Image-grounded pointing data
***
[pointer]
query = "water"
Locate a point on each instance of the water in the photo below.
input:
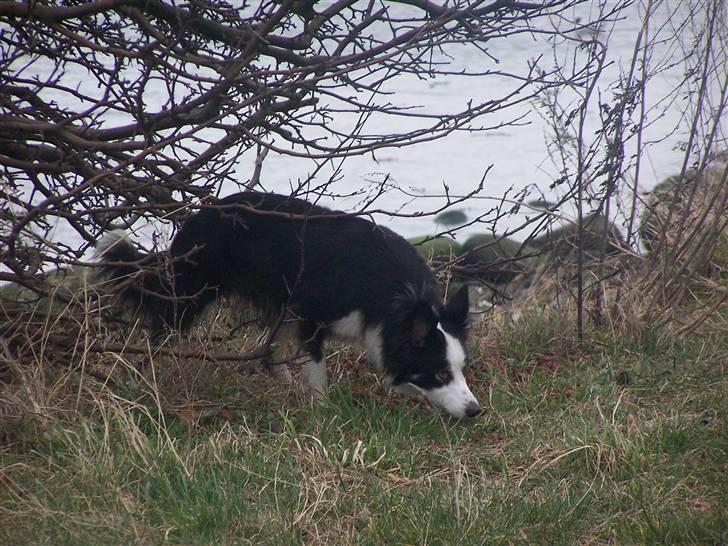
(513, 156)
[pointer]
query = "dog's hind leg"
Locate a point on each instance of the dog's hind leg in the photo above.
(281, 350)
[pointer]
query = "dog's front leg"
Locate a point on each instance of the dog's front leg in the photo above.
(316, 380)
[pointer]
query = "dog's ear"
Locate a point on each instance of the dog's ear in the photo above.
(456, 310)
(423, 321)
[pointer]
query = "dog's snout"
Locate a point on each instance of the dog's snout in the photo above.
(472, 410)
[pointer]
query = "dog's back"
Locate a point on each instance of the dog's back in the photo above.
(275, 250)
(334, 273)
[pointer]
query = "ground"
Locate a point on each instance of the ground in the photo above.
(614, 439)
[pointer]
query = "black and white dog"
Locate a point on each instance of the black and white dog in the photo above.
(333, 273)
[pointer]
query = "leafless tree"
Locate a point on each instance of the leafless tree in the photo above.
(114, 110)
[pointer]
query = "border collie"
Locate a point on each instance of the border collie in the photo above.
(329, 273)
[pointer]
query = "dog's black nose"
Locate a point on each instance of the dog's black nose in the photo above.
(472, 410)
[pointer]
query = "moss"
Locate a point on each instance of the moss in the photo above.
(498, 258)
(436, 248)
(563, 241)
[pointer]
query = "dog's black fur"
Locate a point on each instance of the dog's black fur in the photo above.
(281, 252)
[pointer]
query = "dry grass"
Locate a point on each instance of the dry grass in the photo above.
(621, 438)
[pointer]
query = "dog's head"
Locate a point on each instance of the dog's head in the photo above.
***
§ WORK ORDER: What is needed is an exact copy of all the entries above, minus the pictures.

§ WORKED SOLUTION:
[pointer]
query = "water"
Locate a point on each instance of the water in the photo below.
input:
(513, 156)
[pointer]
query = "dog's hind leg"
Locate a point on each instance of the dog's hind leg in the photo above.
(281, 350)
[pointer]
query = "dog's front leg"
Locate a point on each instance of the dog's front leg in the photo above.
(316, 380)
[pointer]
query = "dog's ear"
Locate a point on each instance of the dog's ear in the photo above.
(456, 310)
(423, 321)
[pointer]
query = "dog's snout"
Locate a point on each instance of the dog's snout in the photo above.
(472, 410)
[pointer]
query = "dog's back"
Locate a point on each instance of the dog's back in the photo above.
(275, 250)
(334, 273)
[pointer]
query = "ground"
Locate a point on each instance of the ground in the photo above.
(614, 439)
[pointer]
query = "black and white dog"
Locate a point on each instance of the black and white dog in the photo above.
(333, 273)
[pointer]
query = "leafless tree"
Locate a point on each instance of the leafless tree in the photo above.
(114, 110)
[pointer]
query = "border collie"
Locate a point on each instance of the border collie in the photo above.
(329, 273)
[pointer]
query = "dog's black nose"
Locate a point on each instance of the dog's black nose in the photo above.
(472, 410)
[pointer]
query = "moss"
Locate a point on each instance of the moss in the photo above.
(498, 258)
(436, 248)
(563, 241)
[pointer]
query = "dog's black fur"
Locate a point on each instance of the dog's black fur in the photo above.
(281, 252)
[pointer]
query = "dry grass"
Locate a point on each instance of the dry grass in the photo above.
(621, 438)
[pointer]
query = "dog's head"
Locate a point on each instance of the dog's head in the photo above.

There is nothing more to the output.